# THE PROBLEM
Rewrite all the records below, substituting "Mark every instance" for every occurrence of "Show me each one" and leaving everything else unchanged. Omit the pictures from your answer.

┌─ INFORMATION PROVIDED

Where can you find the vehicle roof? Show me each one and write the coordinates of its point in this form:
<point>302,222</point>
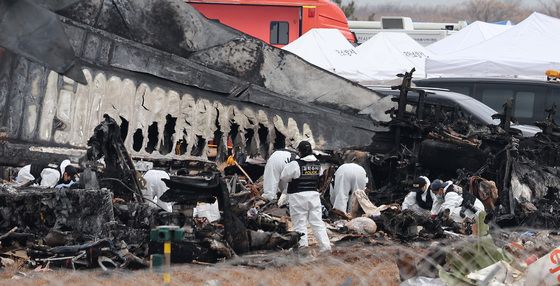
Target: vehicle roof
<point>478,109</point>
<point>265,2</point>
<point>487,80</point>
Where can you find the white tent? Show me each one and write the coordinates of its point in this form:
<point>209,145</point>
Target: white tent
<point>391,53</point>
<point>526,50</point>
<point>469,36</point>
<point>330,50</point>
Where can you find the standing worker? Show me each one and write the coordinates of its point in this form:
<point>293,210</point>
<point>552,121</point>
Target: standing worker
<point>272,171</point>
<point>302,176</point>
<point>420,200</point>
<point>155,188</point>
<point>348,178</point>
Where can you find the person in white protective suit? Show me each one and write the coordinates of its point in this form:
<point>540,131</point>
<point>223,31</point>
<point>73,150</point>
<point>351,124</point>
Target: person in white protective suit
<point>348,178</point>
<point>155,188</point>
<point>459,207</point>
<point>42,174</point>
<point>272,171</point>
<point>420,199</point>
<point>302,176</point>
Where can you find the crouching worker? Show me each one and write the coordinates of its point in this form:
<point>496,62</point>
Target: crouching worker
<point>302,176</point>
<point>68,178</point>
<point>458,205</point>
<point>348,178</point>
<point>44,175</point>
<point>419,200</point>
<point>272,171</point>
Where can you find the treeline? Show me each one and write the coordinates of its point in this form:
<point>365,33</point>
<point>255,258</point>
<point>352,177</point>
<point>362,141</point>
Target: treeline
<point>472,10</point>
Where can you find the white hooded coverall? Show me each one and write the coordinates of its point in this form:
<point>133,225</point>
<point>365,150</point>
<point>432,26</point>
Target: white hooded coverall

└─

# PROBLEM SOLUTION
Where can you find the vehicle roof? Mark every instance and write the coordinates of its point in this form:
<point>302,222</point>
Target: vehicle roof
<point>478,109</point>
<point>265,2</point>
<point>487,80</point>
Where can you find the white tent? Mark every instance and write the coordinates of its point in this form:
<point>209,145</point>
Target: white tent
<point>391,53</point>
<point>526,50</point>
<point>469,36</point>
<point>330,50</point>
Where can you find the standing worker? Mark every instance and write the coordinates of its point in this form:
<point>293,210</point>
<point>552,121</point>
Target: standing worker
<point>272,171</point>
<point>302,176</point>
<point>420,200</point>
<point>155,188</point>
<point>348,178</point>
Where can you find the person in white protective suit? Mark every instance and write the coordinates of its point in this form:
<point>540,131</point>
<point>223,31</point>
<point>73,150</point>
<point>351,124</point>
Target: person in white protective suit
<point>348,178</point>
<point>155,188</point>
<point>459,207</point>
<point>42,174</point>
<point>272,171</point>
<point>420,199</point>
<point>302,176</point>
Where can you find the crouching worker? Mark every instance and write the coordinates of its point in this form:
<point>496,62</point>
Target: crouching worker
<point>302,176</point>
<point>68,178</point>
<point>458,205</point>
<point>348,178</point>
<point>44,175</point>
<point>419,200</point>
<point>272,171</point>
Where can you find the treeline? Mark every instance and write the coordinates of its point in this form:
<point>365,33</point>
<point>255,258</point>
<point>352,177</point>
<point>362,141</point>
Target: treeline
<point>472,10</point>
Where can you find the white hooded coverall? Mark every instance and write the coordinates of its point in this form:
<point>133,225</point>
<point>365,150</point>
<point>432,26</point>
Target: white hooded coverall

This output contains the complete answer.